Brief: Find each line in the records below that contains the word "optional", and copy those lines out in full.

[Source data]
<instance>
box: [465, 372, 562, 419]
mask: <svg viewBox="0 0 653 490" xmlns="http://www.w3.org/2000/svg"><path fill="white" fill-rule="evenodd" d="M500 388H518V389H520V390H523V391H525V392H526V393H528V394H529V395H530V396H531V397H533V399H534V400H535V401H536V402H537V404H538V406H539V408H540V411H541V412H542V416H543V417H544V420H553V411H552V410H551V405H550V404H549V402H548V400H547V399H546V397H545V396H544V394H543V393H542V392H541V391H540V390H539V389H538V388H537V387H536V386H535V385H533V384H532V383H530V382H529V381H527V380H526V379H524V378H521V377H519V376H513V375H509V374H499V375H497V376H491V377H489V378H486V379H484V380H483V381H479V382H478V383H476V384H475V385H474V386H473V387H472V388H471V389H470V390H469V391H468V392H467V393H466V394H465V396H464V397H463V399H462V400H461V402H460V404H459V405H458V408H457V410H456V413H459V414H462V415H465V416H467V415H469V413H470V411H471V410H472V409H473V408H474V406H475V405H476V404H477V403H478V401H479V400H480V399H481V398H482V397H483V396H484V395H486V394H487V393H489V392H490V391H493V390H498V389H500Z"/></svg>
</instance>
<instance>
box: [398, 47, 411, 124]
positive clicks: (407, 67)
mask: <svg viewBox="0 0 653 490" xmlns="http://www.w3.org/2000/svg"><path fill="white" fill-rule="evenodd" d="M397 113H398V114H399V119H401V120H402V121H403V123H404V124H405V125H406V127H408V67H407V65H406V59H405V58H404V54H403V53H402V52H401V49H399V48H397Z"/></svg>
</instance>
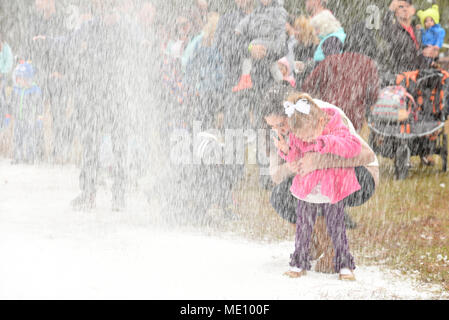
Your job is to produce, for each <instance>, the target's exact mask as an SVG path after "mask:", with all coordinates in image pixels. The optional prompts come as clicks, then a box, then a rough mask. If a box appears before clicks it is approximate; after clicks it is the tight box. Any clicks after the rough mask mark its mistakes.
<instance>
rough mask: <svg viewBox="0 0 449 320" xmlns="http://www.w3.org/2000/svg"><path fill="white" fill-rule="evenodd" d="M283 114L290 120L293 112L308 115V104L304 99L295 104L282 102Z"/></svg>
mask: <svg viewBox="0 0 449 320" xmlns="http://www.w3.org/2000/svg"><path fill="white" fill-rule="evenodd" d="M284 108H285V114H286V115H287V116H288V117H289V118H290V117H291V116H292V115H293V114H294V113H295V110H296V111H298V112H301V113H304V114H309V113H310V104H309V101H307V100H306V99H300V100H298V101H297V102H296V103H295V104H293V103H291V102H290V101H284Z"/></svg>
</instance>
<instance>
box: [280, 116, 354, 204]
mask: <svg viewBox="0 0 449 320" xmlns="http://www.w3.org/2000/svg"><path fill="white" fill-rule="evenodd" d="M322 110H324V111H325V112H326V113H327V114H328V115H329V116H330V121H329V122H328V124H327V125H326V127H325V129H324V131H323V133H322V134H321V136H319V137H318V138H317V139H316V142H315V143H306V142H304V141H302V140H300V139H299V138H297V137H296V136H295V135H294V134H292V133H291V134H290V136H289V140H290V152H289V153H288V154H287V155H285V154H283V153H282V151H279V155H280V156H281V157H282V158H283V159H284V160H286V161H287V162H293V161H296V160H299V159H300V158H302V157H303V156H304V154H305V153H307V152H319V153H322V154H335V155H338V156H340V157H343V158H353V157H356V156H357V155H358V154H359V153H360V150H361V149H362V145H361V143H360V140H359V139H358V138H357V137H355V136H354V135H352V134H351V133H350V132H349V129H348V128H347V127H346V126H345V125H344V124H343V122H342V120H341V116H340V114H339V112H338V111H336V110H334V109H322ZM318 183H321V193H322V194H323V195H325V196H326V197H328V198H329V199H330V201H331V203H337V202H339V201H341V200H343V199H344V198H346V197H347V196H349V195H350V194H352V193H354V192H356V191H358V190H360V184H359V182H358V180H357V177H356V175H355V170H354V168H330V169H322V170H315V171H313V172H311V173H309V174H308V175H306V176H304V177H300V176H299V175H296V176H295V177H294V178H293V183H292V187H291V188H290V191H291V193H292V194H293V195H295V196H296V197H297V198H299V199H305V198H306V197H307V195H308V194H309V193H310V192H311V191H312V190H313V189H314V188H315V187H316V186H317V185H318Z"/></svg>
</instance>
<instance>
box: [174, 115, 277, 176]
mask: <svg viewBox="0 0 449 320" xmlns="http://www.w3.org/2000/svg"><path fill="white" fill-rule="evenodd" d="M201 125H202V123H201V122H200V121H195V122H193V126H192V130H187V129H174V130H173V131H172V133H171V135H170V161H171V163H172V164H174V165H198V166H201V165H208V166H209V165H216V166H230V165H245V164H246V165H258V166H259V167H260V168H261V170H260V174H261V175H268V174H269V170H268V167H269V166H270V157H271V161H272V162H273V161H277V160H279V159H277V157H275V156H274V155H275V154H276V153H277V149H276V147H275V146H274V144H273V142H272V141H273V138H274V137H276V136H277V135H276V133H275V131H273V130H271V129H251V128H246V129H224V130H221V131H220V130H218V129H210V130H206V131H204V130H202V126H201ZM275 159H276V160H275ZM271 164H272V165H273V164H274V165H276V163H271Z"/></svg>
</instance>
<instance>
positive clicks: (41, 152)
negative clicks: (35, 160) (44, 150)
mask: <svg viewBox="0 0 449 320" xmlns="http://www.w3.org/2000/svg"><path fill="white" fill-rule="evenodd" d="M33 78H34V69H33V66H32V65H31V64H30V63H28V62H24V63H21V64H19V65H18V66H17V67H16V69H15V70H14V74H13V80H14V87H13V91H12V95H11V101H10V104H9V109H10V113H11V115H12V118H13V119H14V159H13V161H12V164H17V163H19V162H24V163H29V164H32V163H34V161H35V160H36V157H38V158H41V157H42V156H43V152H42V150H43V130H42V129H43V128H42V118H43V111H44V110H43V101H42V92H41V89H40V88H39V87H38V86H37V85H36V84H35V83H34V82H33Z"/></svg>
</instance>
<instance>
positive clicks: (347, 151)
mask: <svg viewBox="0 0 449 320" xmlns="http://www.w3.org/2000/svg"><path fill="white" fill-rule="evenodd" d="M284 107H285V110H286V114H287V115H288V117H289V119H288V123H289V126H290V128H291V133H290V135H289V143H287V142H286V141H285V140H284V139H283V138H282V137H280V138H279V140H276V139H275V145H276V147H277V149H278V150H279V155H280V156H281V157H282V158H283V159H285V160H286V161H287V162H290V163H292V164H293V165H295V162H297V161H298V160H300V159H301V158H302V157H303V156H304V154H305V153H307V152H319V153H321V154H334V155H338V156H340V157H344V158H353V157H355V156H357V155H358V154H359V153H360V151H361V143H360V140H359V139H358V138H357V137H355V136H354V135H352V134H351V133H350V131H349V129H348V128H347V127H346V126H345V125H344V123H343V121H342V119H341V116H340V114H339V112H338V111H336V110H334V109H330V108H329V109H320V108H319V107H318V106H317V105H316V104H315V102H314V101H313V100H312V98H311V97H310V96H309V95H307V94H301V93H298V92H294V93H292V94H290V95H289V97H288V98H287V101H285V102H284ZM303 169H304V168H300V167H297V168H295V171H297V172H298V174H297V175H296V176H295V178H294V179H293V182H292V187H291V189H290V191H291V193H292V194H293V195H294V196H295V197H296V198H298V199H299V201H298V209H297V216H298V218H297V223H296V237H295V251H294V253H293V254H292V255H291V262H290V266H291V267H292V268H291V270H290V271H288V272H287V273H286V275H287V276H289V277H292V278H297V277H301V276H303V275H305V274H306V270H310V268H311V264H310V240H311V234H312V230H313V227H314V224H315V221H316V217H317V215H323V216H324V217H325V219H326V224H327V228H328V231H329V234H330V236H331V238H332V242H333V246H334V250H335V257H334V261H333V262H334V268H335V271H336V272H338V273H339V279H341V280H355V276H354V274H353V270H354V269H355V264H354V259H353V257H352V255H351V254H350V252H349V246H348V241H347V238H346V227H345V222H344V202H343V200H344V199H345V198H346V197H348V196H349V195H351V194H352V193H354V192H356V191H358V190H360V184H359V183H358V180H357V177H356V174H355V170H354V168H332V169H323V170H316V171H313V172H311V173H308V174H303V173H302V172H304V171H302V170H303Z"/></svg>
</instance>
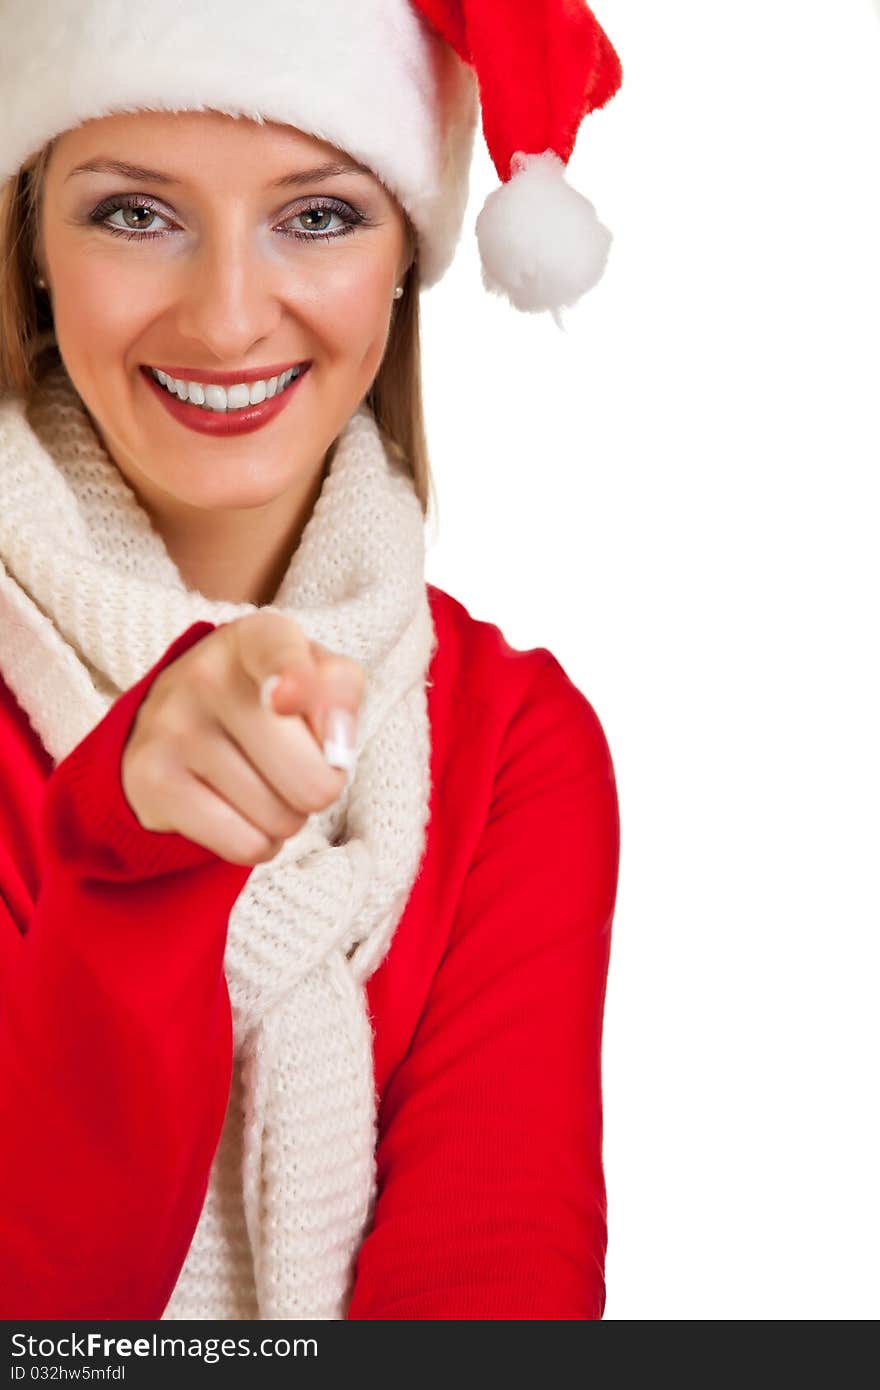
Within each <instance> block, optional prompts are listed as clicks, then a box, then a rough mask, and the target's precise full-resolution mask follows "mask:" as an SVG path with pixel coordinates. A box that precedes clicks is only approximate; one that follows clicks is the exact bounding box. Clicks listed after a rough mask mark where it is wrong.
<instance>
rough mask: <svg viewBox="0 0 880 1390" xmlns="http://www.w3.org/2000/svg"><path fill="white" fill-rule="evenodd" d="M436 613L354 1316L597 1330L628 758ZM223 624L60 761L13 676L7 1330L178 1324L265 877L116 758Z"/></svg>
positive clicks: (485, 642)
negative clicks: (605, 1055)
mask: <svg viewBox="0 0 880 1390" xmlns="http://www.w3.org/2000/svg"><path fill="white" fill-rule="evenodd" d="M428 595H430V600H431V609H432V613H434V623H435V627H437V634H438V649H437V652H435V653H434V659H432V664H431V670H430V673H428V678H430V685H428V708H430V719H431V742H432V753H431V769H432V792H431V796H432V801H431V820H430V827H428V840H427V847H425V853H424V856H423V862H421V867H420V872H418V876H417V878H416V883H414V885H413V891H412V894H410V899H409V902H407V906H406V909H405V912H403V916H402V917H400V922H399V924H398V929H396V933H395V935H393V938H392V944H391V947H389V951H388V954H386V956H385V959H384V960H382V963H381V966H380V967H378V969H377V970H375V973H374V974H373V976H371V977H370V980H368V981H367V999H368V1006H370V1015H371V1019H373V1027H374V1063H375V1084H377V1094H378V1098H380V1137H378V1147H377V1163H378V1184H380V1187H378V1201H377V1208H375V1216H374V1222H373V1226H371V1227H370V1230H368V1233H367V1236H366V1238H364V1241H363V1244H361V1247H360V1252H359V1258H357V1268H356V1280H355V1291H353V1297H352V1302H350V1309H349V1314H348V1316H349V1318H353V1319H363V1318H371V1319H402V1318H405V1319H406V1318H409V1319H596V1318H601V1316H602V1312H603V1308H605V1280H603V1268H605V1248H606V1198H605V1180H603V1169H602V1095H601V1040H602V1016H603V1006H605V984H606V972H608V962H609V947H610V929H612V916H613V910H614V898H616V891H617V866H619V812H617V794H616V785H614V773H613V767H612V760H610V755H609V748H608V744H606V739H605V735H603V731H602V726H601V723H599V720H598V717H596V714H595V712H594V709H592V706H591V705H589V702H588V701H587V698H585V696H584V695H582V694H581V692H580V689H578V688H577V687H576V685H574V684H573V682H571V681H570V680H569V677H567V676H566V673H564V670H563V667H562V666H560V663H559V662H557V660H556V659H555V657H553V656H552V655H551V652H549V651H546V649H545V648H534V649H530V651H517V649H514V648H512V646H509V644H507V642H506V641H505V638H503V635H502V632H500V630H499V628H498V627H495V626H494V624H491V623H485V621H478V620H475V619H473V617H471V616H470V613H468V612H467V610H466V609H464V606H463V605H462V603H459V602H457V600H456V599H453V598H452V596H450V595H448V594H445V592H443V591H441V589H438V588H435V587H434V585H428ZM211 630H213V624H211V623H195V624H193V626H192V627H190V628H188V630H186V631H185V632H182V634H181V635H179V637H178V638H177V641H175V642H174V644H172V645H171V646H170V648H168V651H167V652H165V653H164V656H163V657H161V659H160V660H158V662H157V663H156V666H154V667H153V669H152V670H150V671H147V674H146V676H145V677H143V678H142V680H140V681H139V682H138V684H136V685H133V687H132V688H131V689H129V691H125V692H124V694H122V695H121V696H120V698H118V699H117V701H115V703H114V705H113V706H111V709H110V710H108V712H107V714H106V716H104V719H103V720H101V721H100V723H99V724H97V726H96V727H95V728H93V730H92V733H90V734H89V735H88V737H86V738H85V739H83V741H82V742H81V744H78V745H76V748H75V749H72V752H71V753H70V755H68V756H67V758H64V759H63V760H61V762H60V763H58V765H57V767H54V769H53V766H51V759H50V756H49V755H47V752H46V751H44V748H43V745H42V742H40V739H39V738H38V737H36V734H35V731H33V730H32V727H31V724H29V720H28V719H26V716H25V713H24V712H22V710H21V708H19V706H18V703H17V701H15V699H14V696H13V694H11V691H10V689H8V687H7V685H6V684H4V682H3V680H1V678H0V1133H1V1134H3V1143H1V1144H0V1190H1V1191H3V1194H4V1201H3V1215H1V1216H0V1232H1V1240H0V1316H3V1318H6V1319H14V1318H25V1319H26V1318H35V1319H51V1318H64V1319H88V1318H108V1319H127V1318H133V1319H157V1318H160V1316H161V1312H163V1309H164V1307H165V1304H167V1301H168V1298H170V1295H171V1290H172V1289H174V1284H175V1282H177V1277H178V1275H179V1270H181V1266H182V1264H184V1259H185V1257H186V1251H188V1248H189V1244H190V1241H192V1237H193V1233H195V1229H196V1223H197V1219H199V1213H200V1209H202V1204H203V1201H204V1193H206V1188H207V1180H209V1173H210V1166H211V1161H213V1156H214V1152H215V1148H217V1144H218V1140H220V1131H221V1126H222V1120H224V1115H225V1108H227V1101H228V1094H229V1081H231V1068H232V1020H231V1009H229V995H228V990H227V981H225V976H224V970H222V960H224V948H225V937H227V924H228V916H229V910H231V908H232V905H234V902H235V899H236V898H238V895H239V892H241V891H242V888H243V885H245V883H246V880H247V876H249V874H250V872H252V869H250V866H241V865H232V863H229V862H228V860H224V859H221V858H220V856H218V855H215V853H213V852H211V851H209V849H206V848H204V847H202V845H196V844H195V842H193V841H190V840H186V838H185V837H184V835H178V834H160V833H156V831H149V830H143V828H142V827H140V824H139V823H138V820H136V819H135V816H133V813H132V810H131V808H129V806H128V802H127V801H125V796H124V794H122V787H121V781H120V762H121V756H122V749H124V746H125V741H127V737H128V734H129V731H131V727H132V723H133V720H135V714H136V712H138V708H139V705H140V702H142V699H143V698H145V695H146V692H147V691H149V688H150V684H152V681H153V680H154V678H156V676H157V674H158V673H160V670H163V669H164V667H165V666H168V664H170V663H171V662H172V660H174V659H175V657H177V656H179V655H181V653H182V652H184V651H186V649H188V648H189V646H192V645H193V644H195V642H197V641H199V639H200V638H202V637H204V635H206V634H207V632H210V631H211ZM0 664H1V635H0Z"/></svg>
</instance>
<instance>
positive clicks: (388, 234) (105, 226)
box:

Solution for this exercise:
Your job is to produce, for each <instance>, the target's exact mask as an SVG path after "mask:", with all coordinates in image pixels. The optional prompts come as clicks, then a box, then a rough mask. If a box appears before clicks it is approximate; after clicks it is the tight box. Any clicks after the rough mask mark its mistakes.
Within each <instance> block, optional prompts are listed as clicks, then a box, then a rough mask, and the target's precise full-resolution mask follows "mask:" as an SVG path with pixel coordinates. A box that precedes clicks is only approximate; one that follows clicks is the exact bounding box. Clicks listed after a rough mask mark where it is wrong.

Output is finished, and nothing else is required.